*Given exercise a*.
Answer these questions about the forum thread on GPU cache and handheld chips:
(i) The XTX went from what bus width to what bus width?
(ii) How many RDNA 2 WGPs does the Deck run on?
(iii) What is Steam's main problem, according to the thread?

*Document passage*.
Start
RDNA 2 went pretty hard with the cache and didn't seem to get that much out of it.
RDNA 3 already lowered the cache vs bandwidth ratio by a lot (80Mo in 6950xt for 96Mo in the XTX, despite the XTX going from 256 bit to 384 bit bus).
I think they will keep shrinking mildly until they think they can't shrink anymore, or at least leave it as is.
GPUs just query too much data to be held in cache anyway, complex ops can be done a ton of times on the same instructions with CPUs, but with GPUs you go through a lot more simpler but heavy stuff.

marees · Aug 29, 2024

Mahboi said:
I believe Valve will wait for Zen 6.
But it'll be in the next ROG thing for sure.

The cu is not an upgrade on steam deck

But zen 5 is a massive upgrade for handheld. Even vs zen4

Cary Golomb was raving about it

https://twitter.com/x/status/1823478391951311139

https://twitter.com/x/status/1823436518041493607

marees · Aug 29, 2024

marees said:
The cu is not an upgrade on steam deck

But zen 5 is a massive upgrade for handheld. Even vs zen4

Cary Golomb was raving about it

https://twitter.com/x/status/1823478391951311139

https://twitter.com/x/status/1823436518041493607

So what we have is both cpu & gpu (rdna 3.5) is tuned for low power

What you are missing is RT goodness of RDNA 4. Dissapointing if you wanted to enable nvidia crippleware on a handheld or games made on nv ue5 such as bmw

Mahboi · Aug 29, 2024

marees said:
The cu is not an upgrade on steam deck

But zen 5 is a massive upgrade for handheld. Even vs zen4

Cary Golomb was raving about it

Wut?
The Deck runs on only 4 RDNA 2 WGPs. I do think that 6 RDNA 3.5 WGPs would already be a huge leap.

Also, yes Zen 5 is a huge leap over Zen 2 for sure, but I'm not really buying an upgrade this year for a few reasons. Steam upgraded the Deck with a die shrink and tons of QoL improvements a year ago, that doesn't sound like something they did just for a year. Steam has no immediate need for extra perf, the Deck sells well and the new Deck is great.

Steam's main problem is not running games in 720p on a PSP's screen, it's battery life, and in this regard, Zen 5 is mostly running off its node. N4P did make Zen 5 roughly equivalent and somewhat better than Zen 4, but Zen 5 is still far from being solid in terms of idle power, and it probably isn't going to get good until Zen 6. I think the whole breaking their CCD business and focusing on a server design and client design will be the occasion to yield real improvements across the board in power draw and latency. There's little point in doing it with Zen 5 as is IMO. It's a full on server oriented arch with a ton of transistors that don't do well for gaming. They'd almost be better off using cheaper Zen 4 for it, less silicon for the same perf lol. Not that it's possible.
End
Region annotation entries:
Start
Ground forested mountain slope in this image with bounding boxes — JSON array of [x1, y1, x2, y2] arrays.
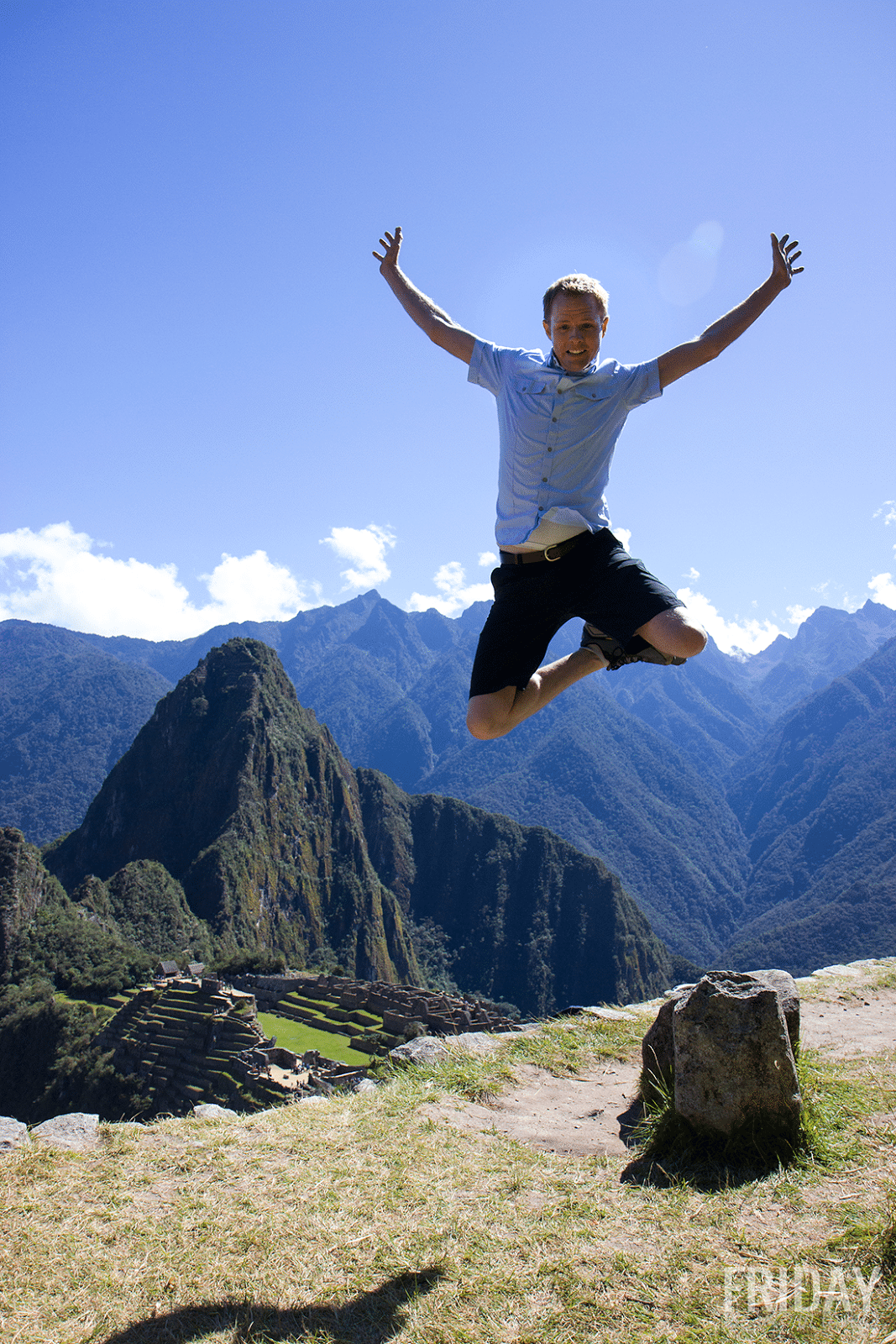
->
[[45, 640, 673, 1015], [0, 593, 896, 961], [730, 640, 896, 973]]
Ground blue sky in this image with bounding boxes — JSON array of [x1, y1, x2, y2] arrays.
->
[[0, 0, 896, 648]]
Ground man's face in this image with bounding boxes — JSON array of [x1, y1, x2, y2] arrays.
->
[[544, 294, 607, 374]]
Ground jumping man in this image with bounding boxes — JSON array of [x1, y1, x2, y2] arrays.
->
[[374, 227, 804, 739]]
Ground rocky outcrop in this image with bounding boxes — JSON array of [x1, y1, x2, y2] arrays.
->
[[642, 972, 802, 1147]]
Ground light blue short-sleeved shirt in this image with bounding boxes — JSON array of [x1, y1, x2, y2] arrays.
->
[[468, 340, 663, 547]]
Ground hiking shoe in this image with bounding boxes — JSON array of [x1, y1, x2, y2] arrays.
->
[[580, 621, 686, 672], [579, 621, 626, 672]]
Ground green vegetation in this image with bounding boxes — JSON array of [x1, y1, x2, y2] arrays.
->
[[0, 979, 145, 1125], [5, 882, 153, 1000], [258, 1012, 371, 1068]]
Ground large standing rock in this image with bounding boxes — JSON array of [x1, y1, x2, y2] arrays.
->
[[641, 970, 799, 1105], [672, 972, 802, 1144], [641, 985, 693, 1106]]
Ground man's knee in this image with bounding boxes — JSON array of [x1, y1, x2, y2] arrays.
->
[[466, 687, 513, 742], [638, 606, 708, 659], [679, 622, 708, 659]]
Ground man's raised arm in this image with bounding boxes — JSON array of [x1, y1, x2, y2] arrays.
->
[[374, 226, 475, 365], [659, 234, 804, 387]]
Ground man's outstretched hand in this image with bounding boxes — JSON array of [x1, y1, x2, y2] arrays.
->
[[374, 224, 401, 273], [773, 228, 804, 289]]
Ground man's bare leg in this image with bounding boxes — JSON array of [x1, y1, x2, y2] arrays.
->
[[636, 606, 706, 659], [466, 607, 706, 742], [466, 649, 607, 742]]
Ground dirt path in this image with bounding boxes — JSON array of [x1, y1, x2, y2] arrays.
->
[[423, 963, 896, 1158]]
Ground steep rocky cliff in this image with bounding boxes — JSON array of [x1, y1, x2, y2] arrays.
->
[[359, 770, 673, 1016], [0, 827, 52, 974], [38, 638, 673, 1013], [45, 640, 417, 981]]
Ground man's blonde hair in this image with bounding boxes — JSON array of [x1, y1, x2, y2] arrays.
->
[[544, 271, 610, 323]]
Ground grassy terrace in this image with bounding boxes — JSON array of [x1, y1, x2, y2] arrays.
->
[[0, 984, 896, 1344], [258, 1012, 371, 1068]]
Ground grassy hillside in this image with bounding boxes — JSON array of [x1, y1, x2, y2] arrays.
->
[[0, 990, 896, 1344]]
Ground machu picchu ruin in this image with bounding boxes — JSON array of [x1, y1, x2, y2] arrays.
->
[[97, 963, 515, 1117]]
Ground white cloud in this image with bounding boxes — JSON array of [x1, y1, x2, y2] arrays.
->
[[406, 560, 493, 616], [657, 219, 726, 307], [320, 522, 395, 589], [867, 574, 896, 609], [677, 589, 784, 654], [0, 522, 312, 640]]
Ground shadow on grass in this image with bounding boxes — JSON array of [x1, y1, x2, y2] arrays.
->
[[102, 1266, 445, 1344]]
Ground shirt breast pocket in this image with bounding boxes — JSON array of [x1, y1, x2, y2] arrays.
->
[[513, 378, 553, 422]]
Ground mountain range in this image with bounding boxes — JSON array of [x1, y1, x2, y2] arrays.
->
[[26, 638, 673, 1015], [0, 593, 896, 973]]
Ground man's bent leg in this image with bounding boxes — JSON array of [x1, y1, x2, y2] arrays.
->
[[637, 606, 706, 659], [466, 649, 607, 742]]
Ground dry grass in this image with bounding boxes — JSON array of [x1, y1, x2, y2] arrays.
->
[[0, 995, 896, 1344]]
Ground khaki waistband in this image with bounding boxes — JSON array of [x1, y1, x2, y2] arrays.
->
[[501, 533, 591, 564]]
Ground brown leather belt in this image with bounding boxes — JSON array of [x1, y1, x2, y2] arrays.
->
[[501, 533, 589, 564]]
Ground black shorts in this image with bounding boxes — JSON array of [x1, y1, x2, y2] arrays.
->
[[470, 527, 684, 696]]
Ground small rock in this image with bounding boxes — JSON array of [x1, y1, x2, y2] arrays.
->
[[446, 1031, 498, 1055], [31, 1110, 99, 1152], [0, 1116, 31, 1153], [582, 1008, 638, 1021], [193, 1100, 239, 1120], [390, 1037, 448, 1064]]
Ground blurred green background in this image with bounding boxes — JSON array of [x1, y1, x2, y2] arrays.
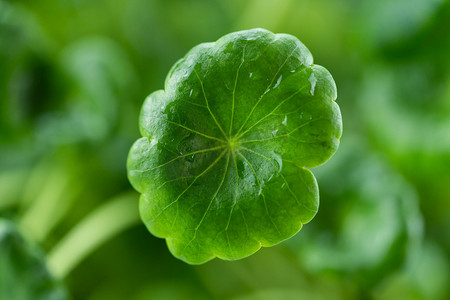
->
[[0, 0, 450, 300]]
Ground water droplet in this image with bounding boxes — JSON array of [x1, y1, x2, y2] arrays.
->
[[272, 152, 283, 172], [272, 129, 278, 137], [308, 73, 317, 96], [273, 75, 283, 89]]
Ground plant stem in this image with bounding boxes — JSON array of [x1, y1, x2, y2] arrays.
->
[[47, 192, 139, 278], [19, 166, 72, 243]]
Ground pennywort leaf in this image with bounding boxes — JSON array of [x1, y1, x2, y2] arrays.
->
[[128, 29, 342, 264]]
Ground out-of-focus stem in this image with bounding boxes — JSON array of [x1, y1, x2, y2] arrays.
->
[[47, 193, 139, 278]]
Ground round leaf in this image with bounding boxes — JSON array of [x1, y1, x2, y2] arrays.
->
[[128, 29, 342, 264]]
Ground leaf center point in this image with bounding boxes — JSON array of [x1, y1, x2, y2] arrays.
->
[[228, 137, 240, 151]]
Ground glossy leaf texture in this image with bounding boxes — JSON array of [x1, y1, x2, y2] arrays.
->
[[128, 29, 342, 264], [0, 219, 69, 300]]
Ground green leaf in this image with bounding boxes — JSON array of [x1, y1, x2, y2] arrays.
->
[[0, 219, 68, 300], [128, 29, 342, 264]]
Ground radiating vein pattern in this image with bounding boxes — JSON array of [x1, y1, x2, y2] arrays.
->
[[127, 29, 342, 264]]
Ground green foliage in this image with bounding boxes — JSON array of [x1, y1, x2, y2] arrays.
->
[[128, 29, 342, 264], [0, 219, 67, 300]]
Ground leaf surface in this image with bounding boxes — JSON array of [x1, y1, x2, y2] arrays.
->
[[128, 29, 342, 264]]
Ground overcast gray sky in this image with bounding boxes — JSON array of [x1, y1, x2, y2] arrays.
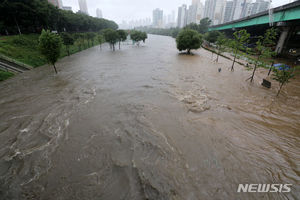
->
[[63, 0, 290, 23]]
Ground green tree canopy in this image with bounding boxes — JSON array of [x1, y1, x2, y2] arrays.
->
[[60, 32, 75, 56], [130, 30, 148, 45], [204, 31, 221, 43], [250, 28, 277, 82], [117, 30, 128, 49], [97, 34, 105, 50], [176, 29, 203, 54], [39, 30, 62, 73], [230, 29, 250, 71], [216, 32, 228, 62], [103, 29, 119, 51]]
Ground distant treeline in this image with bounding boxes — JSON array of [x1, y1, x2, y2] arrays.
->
[[136, 26, 180, 38], [136, 18, 211, 38], [0, 0, 118, 35]]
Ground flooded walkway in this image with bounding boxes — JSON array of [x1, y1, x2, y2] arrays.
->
[[0, 35, 300, 200]]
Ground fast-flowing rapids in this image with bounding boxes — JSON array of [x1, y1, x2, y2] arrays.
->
[[0, 35, 300, 200]]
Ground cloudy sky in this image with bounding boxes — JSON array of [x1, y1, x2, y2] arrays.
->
[[63, 0, 290, 23]]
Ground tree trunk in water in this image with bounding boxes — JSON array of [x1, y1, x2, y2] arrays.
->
[[251, 56, 259, 82], [53, 64, 57, 74], [14, 16, 22, 35], [277, 83, 284, 97], [231, 55, 236, 71], [250, 61, 258, 82], [67, 46, 70, 56]]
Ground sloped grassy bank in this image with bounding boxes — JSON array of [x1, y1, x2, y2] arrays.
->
[[0, 34, 99, 81]]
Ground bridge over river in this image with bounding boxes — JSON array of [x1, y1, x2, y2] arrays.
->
[[210, 1, 300, 56], [0, 35, 300, 200]]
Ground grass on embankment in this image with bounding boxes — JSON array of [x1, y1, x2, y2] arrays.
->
[[0, 34, 99, 67], [0, 69, 14, 81], [0, 34, 99, 81]]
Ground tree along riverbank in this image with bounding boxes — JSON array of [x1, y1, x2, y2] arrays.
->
[[0, 34, 104, 81]]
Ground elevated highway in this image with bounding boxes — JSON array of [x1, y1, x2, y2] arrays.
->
[[209, 1, 300, 54]]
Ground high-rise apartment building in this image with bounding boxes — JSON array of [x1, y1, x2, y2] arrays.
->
[[223, 1, 233, 23], [204, 0, 226, 25], [153, 8, 164, 28], [177, 4, 188, 28], [187, 0, 203, 24], [96, 8, 103, 18], [48, 0, 63, 8], [62, 6, 72, 11], [78, 0, 89, 15]]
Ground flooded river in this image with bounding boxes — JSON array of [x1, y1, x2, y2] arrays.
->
[[0, 35, 300, 200]]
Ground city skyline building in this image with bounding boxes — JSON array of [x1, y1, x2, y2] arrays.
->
[[96, 8, 103, 18], [177, 4, 187, 28], [62, 6, 73, 11], [78, 0, 89, 15], [48, 0, 63, 8], [152, 8, 164, 28], [204, 0, 226, 25]]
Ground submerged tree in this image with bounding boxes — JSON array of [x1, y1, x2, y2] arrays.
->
[[117, 30, 128, 49], [39, 30, 62, 74], [86, 32, 97, 46], [60, 33, 75, 56], [216, 33, 227, 62], [176, 29, 203, 54], [130, 30, 148, 46], [230, 29, 250, 71], [74, 33, 84, 51], [249, 28, 277, 82], [204, 31, 221, 43], [103, 29, 119, 51], [97, 34, 104, 50], [273, 68, 295, 96]]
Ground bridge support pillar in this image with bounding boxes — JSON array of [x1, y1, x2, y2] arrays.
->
[[275, 27, 290, 54]]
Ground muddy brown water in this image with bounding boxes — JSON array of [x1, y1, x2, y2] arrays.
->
[[0, 35, 300, 200]]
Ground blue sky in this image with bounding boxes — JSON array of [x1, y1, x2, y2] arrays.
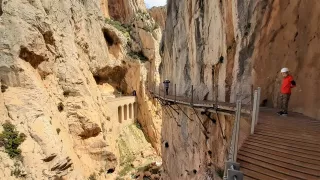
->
End
*Given exercise b*. Update the listing from the line with "Ground steep rocky" to the line with "[[97, 963, 515, 1117]]" by replacing "Ground" with "Locate", keeping everything else unchanged, and return only those lines.

*Correct answer a*.
(i) From 256 bit to 384 bit.
(ii) 4.
(iii) Battery life.

*Correct answer b*.
Locate steep rocky cliff in this image with bounding boxes — JSON array of [x1, y1, x2, y2] arrays.
->
[[359, 770, 673, 1016], [0, 827, 52, 974], [38, 638, 673, 1013], [45, 640, 417, 981]]
Locate man's blonde hair in this image with bounding boxes — JSON array of [x1, y1, x2, y2] arrays.
->
[[544, 271, 610, 323]]
Locate grassy terrace in this image with bounding boxes — JSON array of [x1, y1, x2, y2] arrays.
->
[[0, 984, 896, 1344], [258, 1012, 371, 1068]]
Locate grassy hillside in this image with bounding boxes — JSON array of [x1, y1, x2, y2] arrays.
->
[[0, 990, 896, 1344]]
Locate machu picchu ruin in this image with bounding boxes — JSON array of [x1, y1, x2, y2] arrays.
->
[[97, 963, 515, 1117]]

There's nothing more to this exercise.